- **What you need to do**
Copy everything from the line containing "A single point marks each instance of the flat" down to the line containing "<point>56,173</point>", swapping "stone slab" for "granite slab" and leaving all else unchanged.

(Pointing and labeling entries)
━━━━━━━━

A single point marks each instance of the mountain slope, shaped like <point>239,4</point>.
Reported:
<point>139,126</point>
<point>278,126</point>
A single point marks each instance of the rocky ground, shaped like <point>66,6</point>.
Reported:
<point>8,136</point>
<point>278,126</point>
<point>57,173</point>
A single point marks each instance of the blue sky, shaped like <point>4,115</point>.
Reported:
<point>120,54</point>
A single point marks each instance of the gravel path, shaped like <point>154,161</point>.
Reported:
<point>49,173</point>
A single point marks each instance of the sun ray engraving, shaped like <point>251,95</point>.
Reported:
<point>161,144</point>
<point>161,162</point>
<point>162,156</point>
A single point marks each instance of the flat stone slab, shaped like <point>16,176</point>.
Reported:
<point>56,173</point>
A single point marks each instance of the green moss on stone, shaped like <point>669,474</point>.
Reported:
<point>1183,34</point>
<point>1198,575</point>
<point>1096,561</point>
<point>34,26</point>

━━━━━━━━

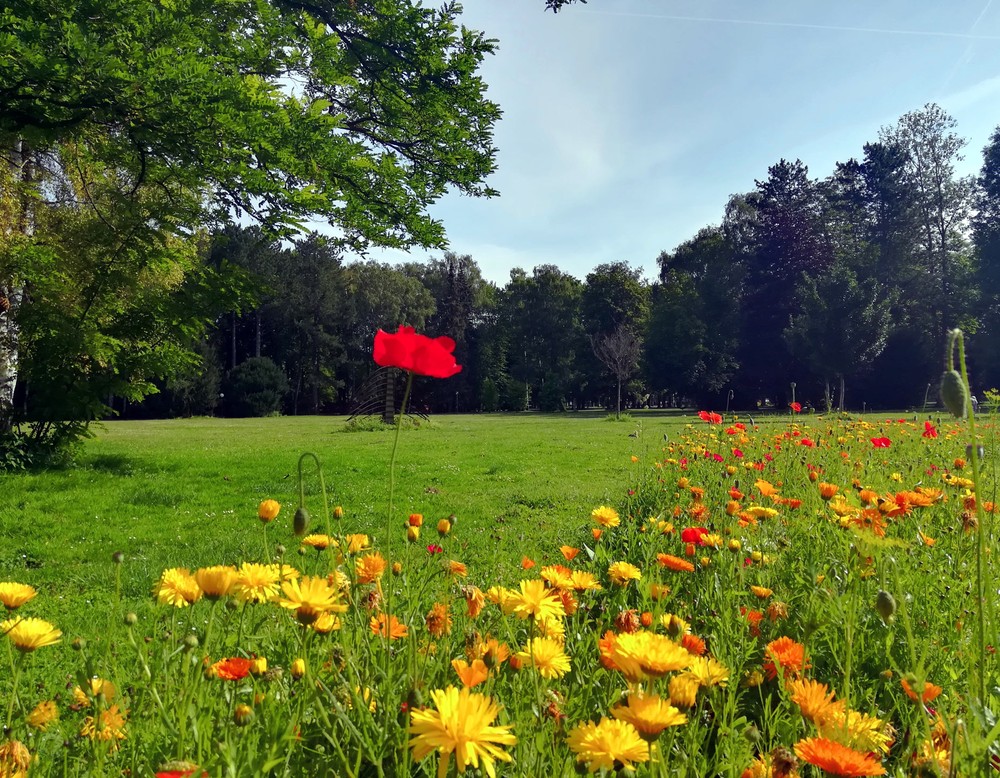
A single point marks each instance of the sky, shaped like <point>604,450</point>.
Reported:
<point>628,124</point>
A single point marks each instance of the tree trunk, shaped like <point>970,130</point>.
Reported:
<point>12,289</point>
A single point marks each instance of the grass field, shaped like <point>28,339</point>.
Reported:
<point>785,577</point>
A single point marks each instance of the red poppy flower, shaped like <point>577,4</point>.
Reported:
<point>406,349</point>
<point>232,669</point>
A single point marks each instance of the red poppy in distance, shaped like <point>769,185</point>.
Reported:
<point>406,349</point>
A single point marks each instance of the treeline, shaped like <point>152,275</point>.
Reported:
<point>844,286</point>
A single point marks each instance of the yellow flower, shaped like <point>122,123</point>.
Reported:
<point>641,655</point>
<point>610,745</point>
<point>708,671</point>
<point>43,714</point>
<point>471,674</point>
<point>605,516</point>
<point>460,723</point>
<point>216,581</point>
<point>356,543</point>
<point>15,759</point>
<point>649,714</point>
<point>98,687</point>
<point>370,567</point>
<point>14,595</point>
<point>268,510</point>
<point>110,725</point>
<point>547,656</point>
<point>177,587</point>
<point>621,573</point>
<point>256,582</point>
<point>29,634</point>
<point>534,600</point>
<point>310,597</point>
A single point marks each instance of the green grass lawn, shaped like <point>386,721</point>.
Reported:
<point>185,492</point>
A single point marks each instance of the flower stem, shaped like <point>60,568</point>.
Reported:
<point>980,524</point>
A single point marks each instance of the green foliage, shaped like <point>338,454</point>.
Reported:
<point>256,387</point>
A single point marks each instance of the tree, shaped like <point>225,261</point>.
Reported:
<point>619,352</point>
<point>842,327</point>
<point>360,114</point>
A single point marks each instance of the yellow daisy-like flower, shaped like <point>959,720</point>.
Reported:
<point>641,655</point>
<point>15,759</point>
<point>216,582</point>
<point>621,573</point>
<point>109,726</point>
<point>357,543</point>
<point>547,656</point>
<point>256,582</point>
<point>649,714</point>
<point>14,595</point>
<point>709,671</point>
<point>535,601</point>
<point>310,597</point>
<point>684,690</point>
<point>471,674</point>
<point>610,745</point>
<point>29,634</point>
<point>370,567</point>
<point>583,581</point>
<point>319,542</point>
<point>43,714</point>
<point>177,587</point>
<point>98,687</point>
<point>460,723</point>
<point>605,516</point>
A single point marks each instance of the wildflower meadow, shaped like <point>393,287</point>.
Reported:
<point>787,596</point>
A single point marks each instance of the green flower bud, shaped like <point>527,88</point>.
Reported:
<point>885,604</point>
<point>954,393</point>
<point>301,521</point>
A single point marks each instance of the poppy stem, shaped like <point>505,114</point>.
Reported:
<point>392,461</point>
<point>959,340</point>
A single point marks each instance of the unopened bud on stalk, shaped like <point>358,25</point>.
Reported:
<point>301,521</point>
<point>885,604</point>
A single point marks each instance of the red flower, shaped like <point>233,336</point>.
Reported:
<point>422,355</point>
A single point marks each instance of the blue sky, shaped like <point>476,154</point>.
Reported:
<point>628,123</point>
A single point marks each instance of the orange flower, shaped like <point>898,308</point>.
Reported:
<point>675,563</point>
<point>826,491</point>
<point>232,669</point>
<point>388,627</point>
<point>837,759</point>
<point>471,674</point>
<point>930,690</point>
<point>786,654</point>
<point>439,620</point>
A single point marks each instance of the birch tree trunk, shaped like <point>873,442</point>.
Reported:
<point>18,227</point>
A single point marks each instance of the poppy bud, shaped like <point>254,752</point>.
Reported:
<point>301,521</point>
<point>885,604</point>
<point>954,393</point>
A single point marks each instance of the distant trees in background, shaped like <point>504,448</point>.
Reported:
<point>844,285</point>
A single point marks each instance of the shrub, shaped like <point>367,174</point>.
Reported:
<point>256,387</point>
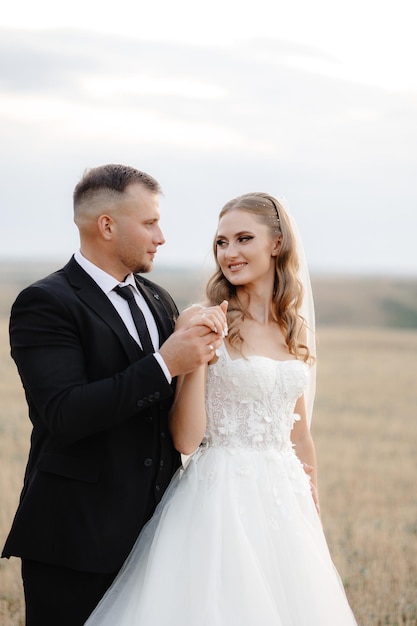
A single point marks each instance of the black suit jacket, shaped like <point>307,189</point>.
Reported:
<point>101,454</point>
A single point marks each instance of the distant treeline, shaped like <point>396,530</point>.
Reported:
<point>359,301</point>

━━━━━━━━

- **The answer**
A single point marks each instance of the flat granite slab, shaped like <point>16,176</point>.
Reported:
<point>56,173</point>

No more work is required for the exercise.